◆ **Exercise instructions**
Every line below that has the string "occurrence" needs to be copied.

◆ **Information shown**
:::
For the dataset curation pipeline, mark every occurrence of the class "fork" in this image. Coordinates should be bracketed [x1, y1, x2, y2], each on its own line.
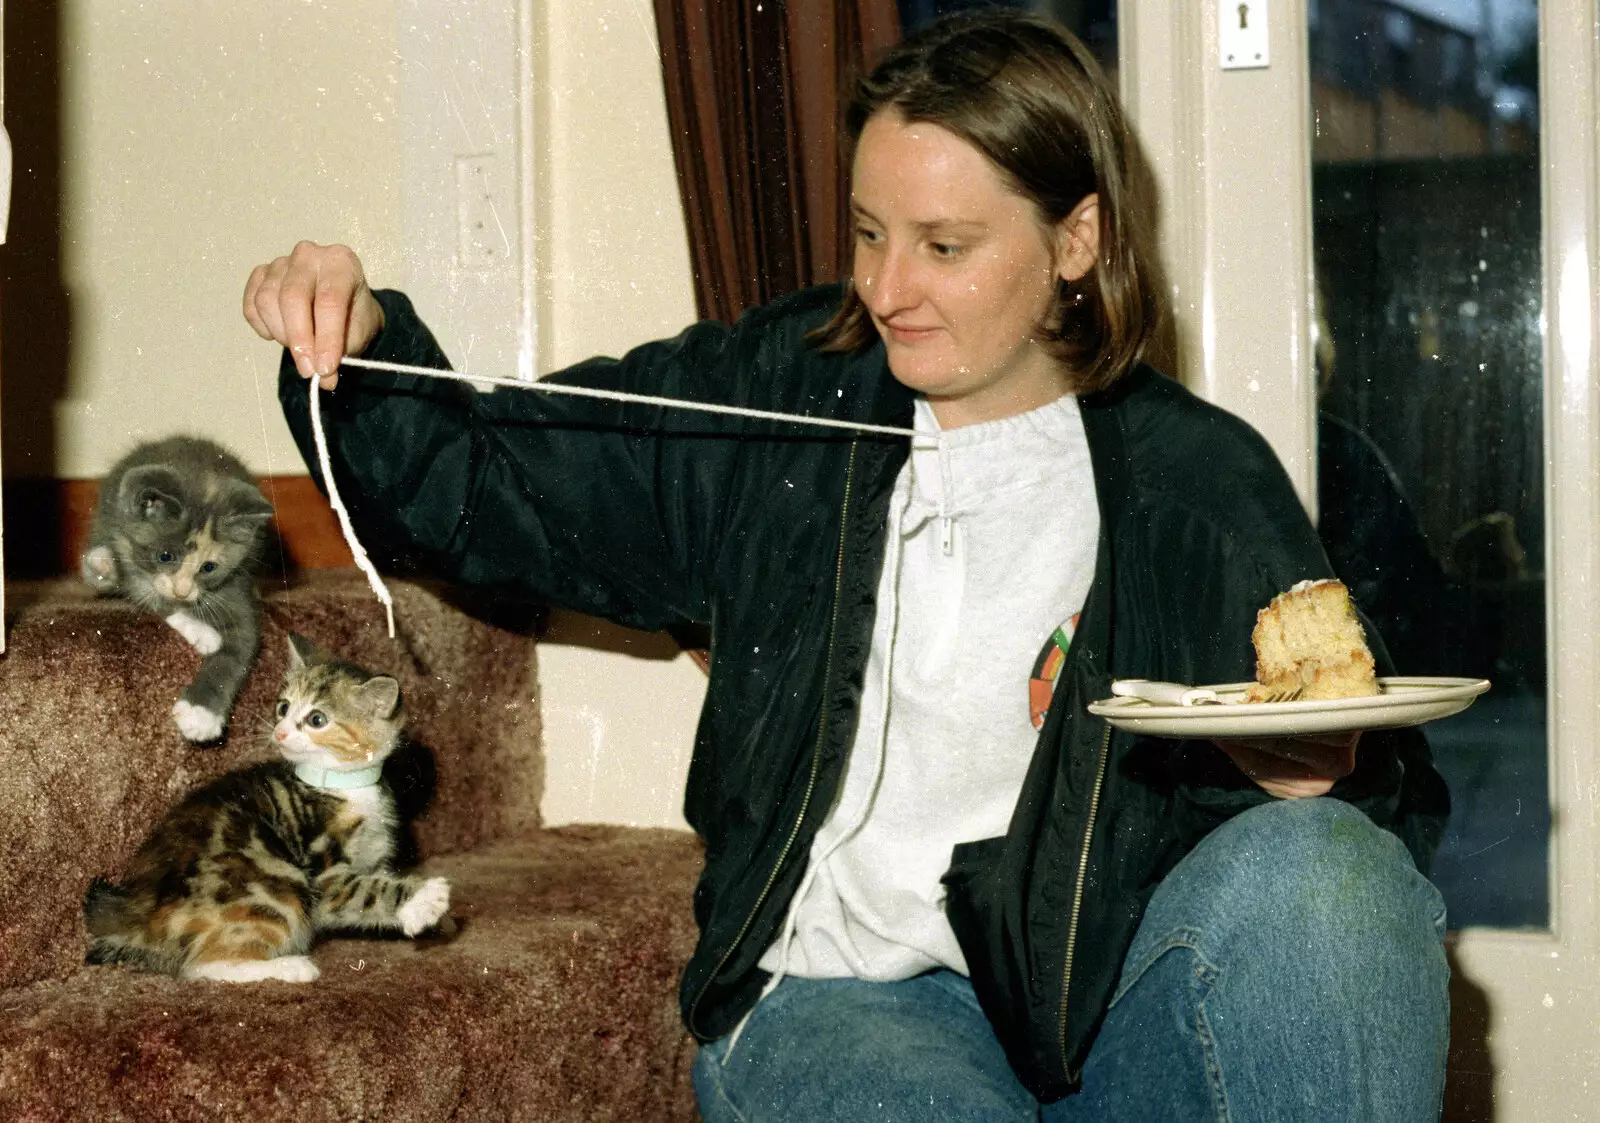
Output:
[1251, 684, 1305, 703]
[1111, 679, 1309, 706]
:::
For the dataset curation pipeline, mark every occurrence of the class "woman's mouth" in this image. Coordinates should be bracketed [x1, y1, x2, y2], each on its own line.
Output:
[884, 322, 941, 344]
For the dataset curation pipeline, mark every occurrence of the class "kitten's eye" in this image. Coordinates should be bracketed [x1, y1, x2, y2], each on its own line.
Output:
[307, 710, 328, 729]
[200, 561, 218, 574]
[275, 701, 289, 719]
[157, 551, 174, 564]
:::
◆ **Answer section**
For the dataset curation pipeline, mark every occurrence of the class "fork" in this image. Coordinates should be bracketed [x1, y1, x2, y2], each on its own line.
For the dataset curation pipeline, mark every occurrence of the class "woman's mouth" in this image. Coordinates should be bracketed [x1, y1, x2, y2], each on its own line.
For the dataset curation pipeline, mark every occurrence of the class "kitten's eye" in this image. Coordinates should be bracketed [x1, y1, x2, y2], each on its own line.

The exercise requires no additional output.